* Work instructions:
a – In the forum thread on exempt market securities, how much did Romspen lend League?
b – Pick up the forum thread on exempt market securities after its final sentence and keep writing it.

* Quoted text:

·····

Thank You to All that contributed. Much Appreciated.


----------



## Berubeland (Sep 6, 2009)

If I could add a few words, I have learned a lot about exempt market securities and I would caution anyone to avoid them at all costs. The reasoning is that these companies are not required to submit to any oversight. Their financial statements could be a complete fabrication and you would never know it. 

They are supposed to get you to sign know your client forms and some disclaimers that will say "you could lose all your money" That basically is their carte blanche to rip you off if they want to. 

I have a copy of a Judgement between Romspen and League. Romspen lent them 1.5 million. These are high risk mortgages

Please people I cannot emphasize this enough do not invest in any exempt market securities, the regulators are not watching these companies or protecting investors.


----------



## RedRose (Aug 2, 2011)

Thank YOU Berubeland.

I am so glad that I asked this question before I made a move.

Much appreciated.


----------



## Mitch Parker (Oct 29, 2013)

RedRose said:


> Thank YOU Berubeland.
> 
> I am so glad that I asked this question before I made a move.
> 
> Much appreciated.



Have you ever considered a mortgage syndication? It offers all the benefits of an exempt market product but with much more security and stability. For example, all investors are registered on title to the property the same way a bank is on a residential mortgage. Also, because it's a mortgage based investment, returns are fixed for the term (usually at 8%) with a bonus being paid out at completion depending on the profitability (usually 2-4% per year). It's also RRSP, TFSA, LIRA, RIF, RESP, and cash eligible.

·····

* Given entries:
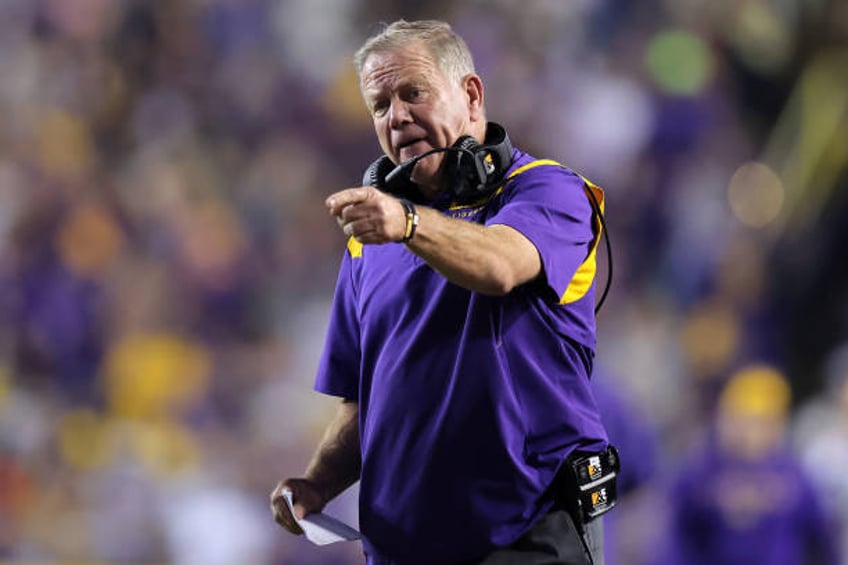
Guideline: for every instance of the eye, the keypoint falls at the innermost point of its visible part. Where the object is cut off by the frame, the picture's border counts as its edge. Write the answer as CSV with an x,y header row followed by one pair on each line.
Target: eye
x,y
379,107
415,94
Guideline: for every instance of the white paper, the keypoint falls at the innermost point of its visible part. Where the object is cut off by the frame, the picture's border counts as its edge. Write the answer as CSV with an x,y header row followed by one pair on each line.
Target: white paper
x,y
321,529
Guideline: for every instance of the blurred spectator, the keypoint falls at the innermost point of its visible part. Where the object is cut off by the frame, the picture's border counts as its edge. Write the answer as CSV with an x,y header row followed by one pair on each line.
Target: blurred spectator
x,y
821,436
744,497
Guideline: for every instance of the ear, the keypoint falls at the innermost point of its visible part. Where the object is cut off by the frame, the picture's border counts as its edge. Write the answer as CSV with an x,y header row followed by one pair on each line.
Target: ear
x,y
473,87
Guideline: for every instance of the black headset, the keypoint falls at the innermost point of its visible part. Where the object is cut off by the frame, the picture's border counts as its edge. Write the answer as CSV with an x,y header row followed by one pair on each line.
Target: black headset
x,y
473,170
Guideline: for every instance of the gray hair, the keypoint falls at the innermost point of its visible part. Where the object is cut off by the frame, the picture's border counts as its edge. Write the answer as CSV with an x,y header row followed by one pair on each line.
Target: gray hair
x,y
448,50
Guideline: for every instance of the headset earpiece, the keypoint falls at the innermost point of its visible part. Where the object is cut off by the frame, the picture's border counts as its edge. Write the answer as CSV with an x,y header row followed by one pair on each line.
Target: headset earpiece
x,y
476,170
471,169
378,174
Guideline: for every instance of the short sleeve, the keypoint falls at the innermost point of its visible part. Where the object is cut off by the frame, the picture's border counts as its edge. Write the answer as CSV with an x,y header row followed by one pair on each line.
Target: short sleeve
x,y
338,369
549,206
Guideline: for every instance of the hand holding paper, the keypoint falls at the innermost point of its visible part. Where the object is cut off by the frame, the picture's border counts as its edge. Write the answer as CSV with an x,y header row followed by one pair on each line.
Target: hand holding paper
x,y
319,528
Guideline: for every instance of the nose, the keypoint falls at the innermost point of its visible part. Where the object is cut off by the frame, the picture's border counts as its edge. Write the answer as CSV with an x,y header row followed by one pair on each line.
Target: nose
x,y
399,114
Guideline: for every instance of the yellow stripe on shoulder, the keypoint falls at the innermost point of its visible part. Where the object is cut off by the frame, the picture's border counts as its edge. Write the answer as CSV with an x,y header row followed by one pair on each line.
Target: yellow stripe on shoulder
x,y
533,164
354,248
582,280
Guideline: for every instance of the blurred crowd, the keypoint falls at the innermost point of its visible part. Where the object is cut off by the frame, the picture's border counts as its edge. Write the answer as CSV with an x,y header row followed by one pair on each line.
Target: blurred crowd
x,y
166,261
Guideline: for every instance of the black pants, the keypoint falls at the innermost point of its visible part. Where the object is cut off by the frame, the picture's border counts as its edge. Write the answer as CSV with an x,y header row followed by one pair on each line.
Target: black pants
x,y
553,540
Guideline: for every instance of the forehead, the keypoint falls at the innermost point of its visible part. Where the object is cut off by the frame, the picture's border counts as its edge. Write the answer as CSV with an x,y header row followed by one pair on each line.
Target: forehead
x,y
385,69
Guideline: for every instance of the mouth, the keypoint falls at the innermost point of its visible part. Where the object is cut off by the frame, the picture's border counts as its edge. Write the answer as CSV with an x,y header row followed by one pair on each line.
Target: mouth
x,y
410,148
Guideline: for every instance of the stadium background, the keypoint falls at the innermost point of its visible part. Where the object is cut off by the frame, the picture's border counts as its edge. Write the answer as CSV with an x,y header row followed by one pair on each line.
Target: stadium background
x,y
166,262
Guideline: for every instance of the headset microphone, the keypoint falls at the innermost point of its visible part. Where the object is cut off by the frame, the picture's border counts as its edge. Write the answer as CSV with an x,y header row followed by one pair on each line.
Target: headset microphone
x,y
402,174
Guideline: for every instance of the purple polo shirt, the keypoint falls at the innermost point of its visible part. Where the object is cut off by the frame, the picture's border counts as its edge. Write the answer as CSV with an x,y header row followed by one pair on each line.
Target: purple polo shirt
x,y
468,403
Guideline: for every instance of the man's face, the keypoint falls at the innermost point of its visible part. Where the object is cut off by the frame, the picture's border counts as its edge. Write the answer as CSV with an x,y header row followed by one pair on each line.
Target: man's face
x,y
416,108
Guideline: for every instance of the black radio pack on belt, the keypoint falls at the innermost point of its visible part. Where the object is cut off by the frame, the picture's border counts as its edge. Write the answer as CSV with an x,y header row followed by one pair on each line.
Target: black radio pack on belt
x,y
586,484
472,170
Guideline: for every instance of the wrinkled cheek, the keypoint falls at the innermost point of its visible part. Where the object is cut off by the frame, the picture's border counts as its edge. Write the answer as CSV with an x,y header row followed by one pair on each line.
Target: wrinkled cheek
x,y
427,170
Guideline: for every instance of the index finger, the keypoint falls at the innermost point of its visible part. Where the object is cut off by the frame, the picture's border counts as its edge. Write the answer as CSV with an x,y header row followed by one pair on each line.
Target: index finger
x,y
338,200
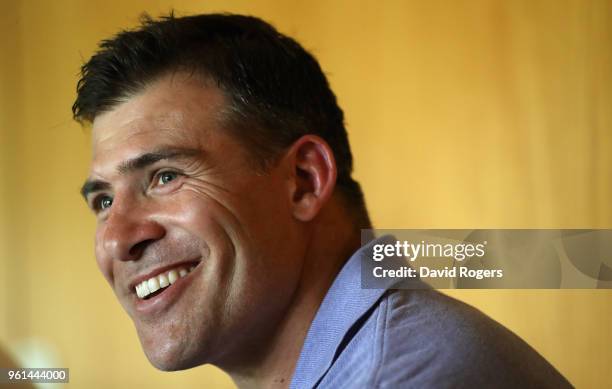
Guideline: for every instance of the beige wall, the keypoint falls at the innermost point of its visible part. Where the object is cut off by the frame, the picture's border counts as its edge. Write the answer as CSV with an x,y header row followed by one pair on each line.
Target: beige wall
x,y
469,114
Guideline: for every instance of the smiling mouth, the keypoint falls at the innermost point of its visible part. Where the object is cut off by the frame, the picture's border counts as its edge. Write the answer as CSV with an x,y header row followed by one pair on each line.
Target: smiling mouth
x,y
157,284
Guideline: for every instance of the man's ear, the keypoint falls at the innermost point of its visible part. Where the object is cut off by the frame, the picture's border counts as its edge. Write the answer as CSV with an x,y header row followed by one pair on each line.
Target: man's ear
x,y
313,176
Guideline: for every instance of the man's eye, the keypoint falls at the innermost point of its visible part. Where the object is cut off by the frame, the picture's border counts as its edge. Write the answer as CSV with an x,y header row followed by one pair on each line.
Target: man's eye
x,y
166,177
103,202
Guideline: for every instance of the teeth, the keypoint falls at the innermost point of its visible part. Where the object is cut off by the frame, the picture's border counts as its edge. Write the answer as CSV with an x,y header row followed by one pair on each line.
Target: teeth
x,y
161,281
172,276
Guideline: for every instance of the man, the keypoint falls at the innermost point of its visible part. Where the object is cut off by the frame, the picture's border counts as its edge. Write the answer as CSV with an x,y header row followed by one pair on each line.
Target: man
x,y
229,224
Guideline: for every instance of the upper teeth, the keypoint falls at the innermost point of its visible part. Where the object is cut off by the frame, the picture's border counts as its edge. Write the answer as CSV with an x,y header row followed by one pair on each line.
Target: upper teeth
x,y
161,281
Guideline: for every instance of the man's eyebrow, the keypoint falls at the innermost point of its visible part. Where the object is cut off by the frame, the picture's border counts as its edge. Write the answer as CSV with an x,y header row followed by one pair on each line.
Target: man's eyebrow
x,y
93,186
148,159
137,163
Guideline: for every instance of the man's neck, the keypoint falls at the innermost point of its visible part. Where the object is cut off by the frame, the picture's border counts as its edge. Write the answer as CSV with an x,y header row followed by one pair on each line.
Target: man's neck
x,y
334,240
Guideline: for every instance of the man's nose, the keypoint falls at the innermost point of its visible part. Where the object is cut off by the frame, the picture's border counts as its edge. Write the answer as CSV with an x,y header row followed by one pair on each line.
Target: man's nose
x,y
129,231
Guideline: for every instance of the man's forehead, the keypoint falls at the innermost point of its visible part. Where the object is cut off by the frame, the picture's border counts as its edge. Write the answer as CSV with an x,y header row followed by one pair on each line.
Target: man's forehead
x,y
175,105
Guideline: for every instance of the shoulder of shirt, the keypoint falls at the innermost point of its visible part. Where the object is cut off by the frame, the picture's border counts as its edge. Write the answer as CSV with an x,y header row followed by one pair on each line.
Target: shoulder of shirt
x,y
424,338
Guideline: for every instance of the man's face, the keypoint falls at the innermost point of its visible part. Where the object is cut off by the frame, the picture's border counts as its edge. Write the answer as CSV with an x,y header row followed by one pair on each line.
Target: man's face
x,y
172,190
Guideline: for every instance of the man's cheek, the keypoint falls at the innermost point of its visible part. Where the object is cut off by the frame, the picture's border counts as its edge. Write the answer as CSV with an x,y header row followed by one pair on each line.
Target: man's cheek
x,y
105,264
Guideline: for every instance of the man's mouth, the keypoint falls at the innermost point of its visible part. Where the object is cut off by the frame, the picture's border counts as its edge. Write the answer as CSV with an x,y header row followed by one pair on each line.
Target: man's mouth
x,y
156,284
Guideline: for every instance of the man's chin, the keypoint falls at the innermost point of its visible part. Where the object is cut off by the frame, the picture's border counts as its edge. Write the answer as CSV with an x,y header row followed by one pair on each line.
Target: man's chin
x,y
170,361
167,353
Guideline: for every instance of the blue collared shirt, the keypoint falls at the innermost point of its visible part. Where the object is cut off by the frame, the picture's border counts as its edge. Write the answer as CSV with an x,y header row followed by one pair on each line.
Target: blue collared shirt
x,y
387,338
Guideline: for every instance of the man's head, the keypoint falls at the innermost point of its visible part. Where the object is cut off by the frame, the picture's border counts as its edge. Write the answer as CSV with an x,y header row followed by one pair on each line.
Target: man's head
x,y
217,144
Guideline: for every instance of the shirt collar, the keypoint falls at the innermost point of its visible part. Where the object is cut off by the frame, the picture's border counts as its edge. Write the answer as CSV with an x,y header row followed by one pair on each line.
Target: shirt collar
x,y
345,302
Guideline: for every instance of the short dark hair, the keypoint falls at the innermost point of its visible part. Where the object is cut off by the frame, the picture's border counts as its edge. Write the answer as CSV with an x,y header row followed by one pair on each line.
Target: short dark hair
x,y
277,91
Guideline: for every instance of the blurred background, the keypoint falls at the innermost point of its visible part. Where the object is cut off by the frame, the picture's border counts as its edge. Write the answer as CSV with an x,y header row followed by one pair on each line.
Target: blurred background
x,y
462,114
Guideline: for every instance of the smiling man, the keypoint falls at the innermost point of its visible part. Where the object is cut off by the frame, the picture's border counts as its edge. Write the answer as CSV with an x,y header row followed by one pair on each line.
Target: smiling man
x,y
229,224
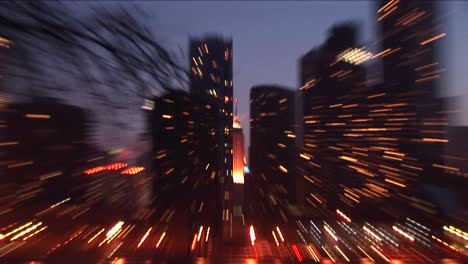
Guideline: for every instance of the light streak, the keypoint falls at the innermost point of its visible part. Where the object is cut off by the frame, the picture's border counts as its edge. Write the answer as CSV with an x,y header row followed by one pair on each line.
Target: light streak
x,y
144,237
38,116
395,183
114,229
380,254
296,251
365,253
25,231
96,235
280,234
161,238
200,231
342,253
371,233
457,232
329,255
115,250
207,234
283,169
35,233
403,233
432,39
194,242
15,230
59,203
343,216
274,236
330,232
312,253
252,235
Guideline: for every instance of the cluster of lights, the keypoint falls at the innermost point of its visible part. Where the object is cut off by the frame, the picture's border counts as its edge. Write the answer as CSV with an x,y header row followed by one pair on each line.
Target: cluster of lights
x,y
252,235
330,232
457,232
133,170
115,166
346,218
445,243
354,56
403,233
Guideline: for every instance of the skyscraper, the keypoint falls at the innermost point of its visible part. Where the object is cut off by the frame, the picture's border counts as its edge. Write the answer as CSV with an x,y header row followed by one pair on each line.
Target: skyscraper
x,y
211,81
272,141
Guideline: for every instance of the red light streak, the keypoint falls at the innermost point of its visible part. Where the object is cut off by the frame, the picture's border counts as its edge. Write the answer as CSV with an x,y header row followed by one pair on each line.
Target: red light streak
x,y
296,251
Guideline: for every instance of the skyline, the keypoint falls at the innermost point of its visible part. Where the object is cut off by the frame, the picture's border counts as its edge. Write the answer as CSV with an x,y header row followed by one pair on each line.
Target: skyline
x,y
255,65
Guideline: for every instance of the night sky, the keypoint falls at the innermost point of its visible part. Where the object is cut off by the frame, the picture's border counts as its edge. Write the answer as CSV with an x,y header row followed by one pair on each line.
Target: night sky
x,y
270,36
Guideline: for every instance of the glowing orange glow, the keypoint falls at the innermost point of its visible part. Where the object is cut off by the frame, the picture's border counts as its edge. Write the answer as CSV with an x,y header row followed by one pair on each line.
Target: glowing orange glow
x,y
371,233
433,38
161,238
282,168
403,233
207,234
96,235
144,237
252,235
37,116
25,231
194,242
342,253
276,239
15,230
35,233
343,216
457,232
200,231
279,233
133,170
238,156
395,183
296,251
330,232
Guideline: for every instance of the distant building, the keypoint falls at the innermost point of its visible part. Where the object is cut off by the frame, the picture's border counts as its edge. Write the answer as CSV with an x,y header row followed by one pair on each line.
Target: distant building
x,y
273,142
376,145
330,76
211,81
46,140
184,131
234,194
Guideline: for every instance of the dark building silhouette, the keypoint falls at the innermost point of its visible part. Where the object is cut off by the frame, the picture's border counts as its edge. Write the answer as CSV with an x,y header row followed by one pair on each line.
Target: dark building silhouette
x,y
379,144
183,128
328,81
211,81
272,143
48,141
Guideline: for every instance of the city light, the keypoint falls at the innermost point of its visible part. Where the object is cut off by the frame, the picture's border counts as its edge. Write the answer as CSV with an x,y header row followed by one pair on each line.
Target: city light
x,y
144,237
343,216
133,170
354,55
296,251
252,235
280,234
161,239
274,236
403,233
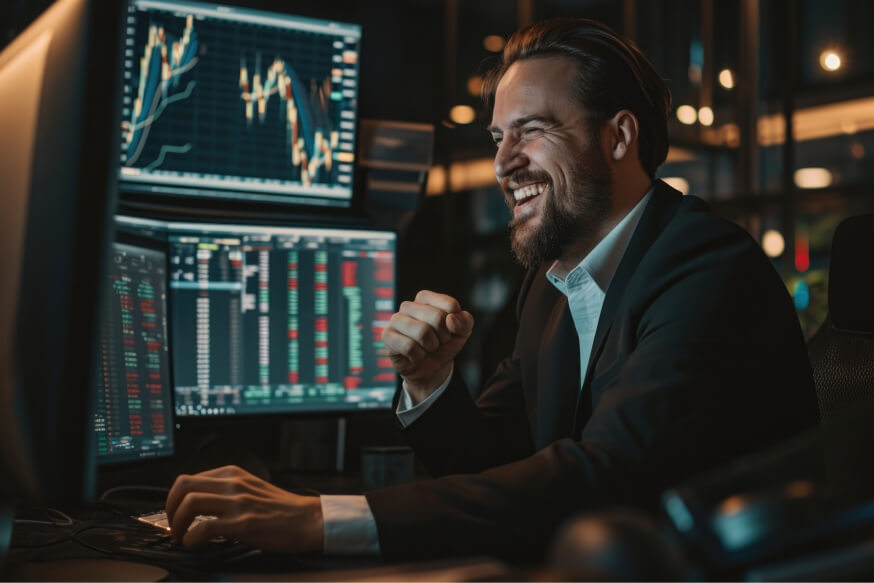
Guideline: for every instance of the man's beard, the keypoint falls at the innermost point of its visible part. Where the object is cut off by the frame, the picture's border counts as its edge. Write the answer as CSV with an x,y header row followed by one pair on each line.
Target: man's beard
x,y
588,205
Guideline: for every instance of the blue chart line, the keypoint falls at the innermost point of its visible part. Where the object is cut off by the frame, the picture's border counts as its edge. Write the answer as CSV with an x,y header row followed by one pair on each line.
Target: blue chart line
x,y
161,65
310,137
165,150
164,103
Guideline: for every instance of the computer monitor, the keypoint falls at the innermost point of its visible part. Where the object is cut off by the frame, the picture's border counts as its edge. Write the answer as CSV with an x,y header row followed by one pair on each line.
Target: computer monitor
x,y
133,408
230,103
59,119
268,319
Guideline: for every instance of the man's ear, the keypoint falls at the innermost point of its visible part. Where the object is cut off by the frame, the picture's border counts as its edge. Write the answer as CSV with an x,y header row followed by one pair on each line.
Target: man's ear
x,y
623,131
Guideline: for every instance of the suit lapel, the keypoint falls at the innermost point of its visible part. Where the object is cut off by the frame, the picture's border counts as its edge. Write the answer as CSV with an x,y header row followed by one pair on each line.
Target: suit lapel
x,y
659,210
558,375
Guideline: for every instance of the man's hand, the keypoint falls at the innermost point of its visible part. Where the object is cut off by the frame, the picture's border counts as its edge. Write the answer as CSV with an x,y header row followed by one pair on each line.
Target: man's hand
x,y
248,510
423,338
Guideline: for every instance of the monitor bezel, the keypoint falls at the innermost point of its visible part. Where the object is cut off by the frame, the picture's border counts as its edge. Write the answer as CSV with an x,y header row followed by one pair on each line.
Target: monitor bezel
x,y
162,226
131,240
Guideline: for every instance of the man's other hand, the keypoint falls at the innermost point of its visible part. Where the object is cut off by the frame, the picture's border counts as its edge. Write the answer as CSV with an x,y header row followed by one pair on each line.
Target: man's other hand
x,y
247,509
423,338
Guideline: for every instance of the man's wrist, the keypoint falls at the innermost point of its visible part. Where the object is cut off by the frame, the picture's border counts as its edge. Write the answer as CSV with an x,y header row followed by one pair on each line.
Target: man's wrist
x,y
419,391
317,522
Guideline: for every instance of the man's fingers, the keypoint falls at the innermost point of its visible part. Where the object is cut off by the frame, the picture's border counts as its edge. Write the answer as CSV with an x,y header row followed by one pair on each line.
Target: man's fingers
x,y
204,531
421,332
460,323
199,503
212,481
401,345
442,302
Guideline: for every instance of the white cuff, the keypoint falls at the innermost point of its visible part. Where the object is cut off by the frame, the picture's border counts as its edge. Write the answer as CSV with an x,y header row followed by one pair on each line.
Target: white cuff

·····

* Answers to the problems:
a – 1.5 million.

b –
----------



## humble_pie (Jun 7, 2009)

Mitch Parker said:


> Have you ever considered a mortgage syndication? It offers all the benefits of an exempt market product but with much more security and stability. For example, all investors are registered on title to the property the same way a bank is on a residential mortgage. Also, because it's a mortgage based investment, returns are fixed for the term (usually at 8%) with a bonus being paid out at completion depending on the profitability (usually 2-4% per year). It's also RRSP, TFSA, LIRA, RIF, RESP, and cash eligible.



i wonder if you could market your products somewhat less forcefully? would certainly appreciate ...

in addition, the OP here is a special case. Please do not pitch exempt market products to this party.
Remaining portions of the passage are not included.